NEW LENDER SUPPLEMENT

 

Reference is made to the Credit Agreement dated as of May 26, 2016 (as amended, supplemented or otherwise modified from time to time, the “Credit Agreement”) among Comcast Corporation, a Pennsylvania corporation (the “Borrower”), the several banks and other financial institutions or entities from time to time party thereto, JPMorgan Chase Bank, N.A., as Administrative Agent and the other agents party thereto. Unless otherwise defined herein, terms defined in the Credit Agreement and used herein shall have the meanings given to them in the Credit Agreement.

 

The New Lender identified on Schedule l hereto (the “New Lender”), the Administrative Agent and the Borrower agree as follows:

 

The New Lender hereby irrevocably makes a Revolving Commitment to the Borrower in the amount set forth on Schedule 1 hereto (the “New Commitment”) pursuant to Section 2.01(b) of the Credit Agreement. From and after the Effective Date (as defined below), the New Lender will be a Lender under the Credit Agreement with respect to the New Commitment.

LISTING:
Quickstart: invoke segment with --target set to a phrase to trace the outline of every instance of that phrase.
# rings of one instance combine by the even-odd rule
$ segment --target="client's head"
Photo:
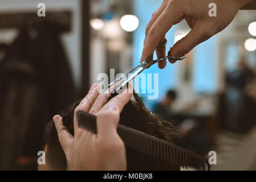
[[[120,114],[120,123],[133,128],[169,142],[174,142],[178,135],[174,126],[160,119],[150,111],[136,93],[124,106]],[[80,101],[76,102],[67,111],[62,113],[63,124],[74,136],[74,114]],[[46,162],[50,169],[66,170],[67,161],[59,142],[54,122],[46,127],[45,140],[47,145]],[[126,147],[128,170],[176,170],[178,166],[156,159]]]

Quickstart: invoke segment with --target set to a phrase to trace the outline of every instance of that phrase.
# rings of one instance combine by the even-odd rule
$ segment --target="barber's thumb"
[[[169,56],[181,57],[186,55],[196,46],[207,40],[205,34],[200,33],[202,30],[199,28],[194,27],[185,36],[178,40],[171,48]],[[173,63],[173,60],[169,60]]]

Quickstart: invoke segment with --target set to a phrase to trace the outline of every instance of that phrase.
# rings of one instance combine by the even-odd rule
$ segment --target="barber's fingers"
[[[155,47],[173,24],[183,19],[184,14],[170,1],[165,10],[150,28],[143,49],[141,61],[151,55]]]
[[[100,109],[108,102],[111,97],[109,93],[103,93],[100,94],[94,102],[91,108],[89,113],[92,114],[95,114],[97,113]]]
[[[132,97],[133,90],[132,86],[129,85],[122,93],[110,100],[97,113],[97,131],[99,137],[116,137],[120,114]]]
[[[171,56],[180,57],[185,55],[196,46],[213,36],[214,29],[211,30],[209,27],[210,26],[205,22],[197,22],[189,33],[173,46],[170,51]]]
[[[62,122],[62,118],[59,115],[55,115],[53,117],[54,124],[55,125],[56,130],[57,130],[58,137],[59,143],[63,149],[66,156],[68,156],[68,149],[70,148],[73,142],[74,137],[68,132]]]
[[[88,112],[90,111],[92,105],[94,103],[94,101],[97,98],[97,97],[99,96],[97,88],[98,88],[97,84],[92,84],[87,95],[82,100],[79,105],[78,105],[78,106],[75,109],[74,116],[74,127],[75,130],[75,136],[76,135],[76,130],[78,129],[76,113],[79,110],[82,110],[85,112]]]

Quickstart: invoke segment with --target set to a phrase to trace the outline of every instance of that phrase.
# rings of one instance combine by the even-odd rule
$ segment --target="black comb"
[[[79,127],[93,133],[97,133],[95,115],[78,111],[77,117]],[[117,126],[117,133],[126,146],[143,153],[186,168],[188,167],[188,156],[190,156],[201,161],[202,170],[205,171],[205,164],[208,166],[208,171],[210,169],[210,165],[207,158],[173,143],[121,124]]]

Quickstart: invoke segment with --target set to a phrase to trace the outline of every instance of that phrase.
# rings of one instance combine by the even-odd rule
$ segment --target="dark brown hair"
[[[120,123],[133,128],[165,141],[174,143],[179,138],[173,125],[166,122],[152,113],[143,104],[139,96],[134,93],[120,114]],[[66,111],[62,113],[63,125],[74,136],[74,110],[80,101],[76,102]],[[57,170],[67,169],[67,162],[58,138],[54,122],[47,126],[45,140],[47,146],[47,162]],[[128,170],[179,170],[178,166],[145,155],[140,151],[126,147]]]

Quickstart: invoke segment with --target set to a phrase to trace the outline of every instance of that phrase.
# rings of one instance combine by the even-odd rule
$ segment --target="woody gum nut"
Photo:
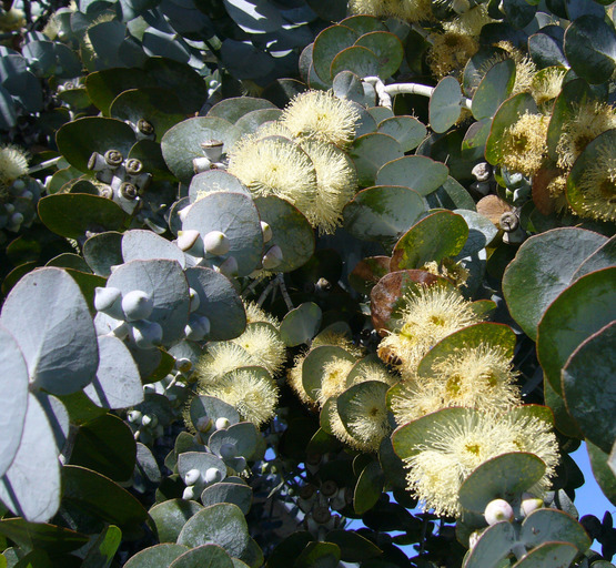
[[[152,296],[141,290],[133,290],[122,298],[122,312],[127,322],[147,320],[154,310]]]
[[[488,525],[495,525],[502,520],[513,520],[514,513],[512,506],[505,499],[494,499],[487,504],[484,517]]]

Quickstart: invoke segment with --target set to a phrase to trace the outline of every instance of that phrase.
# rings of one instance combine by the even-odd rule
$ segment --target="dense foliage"
[[[613,566],[614,6],[65,4],[0,9],[0,568]]]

DIRECTIONS FOR THIS TASK:
Can you output the part of the new lender supplement that begins at the words "The New Lender hereby" and stops after "the New Commitment.", copied word for word?

RESULT OF THIS TASK:
The New Lender hereby irrevocably makes a Revolving Commitment to the Borrower in the amount set forth on Schedule 1 hereto (the “New Commitment”) pursuant to Section 2.01(b) of the Credit Agreement. From and after the Effective Date (as defined below), the New Lender will be a Lender under the Credit Agreement with respect to the New Commitment.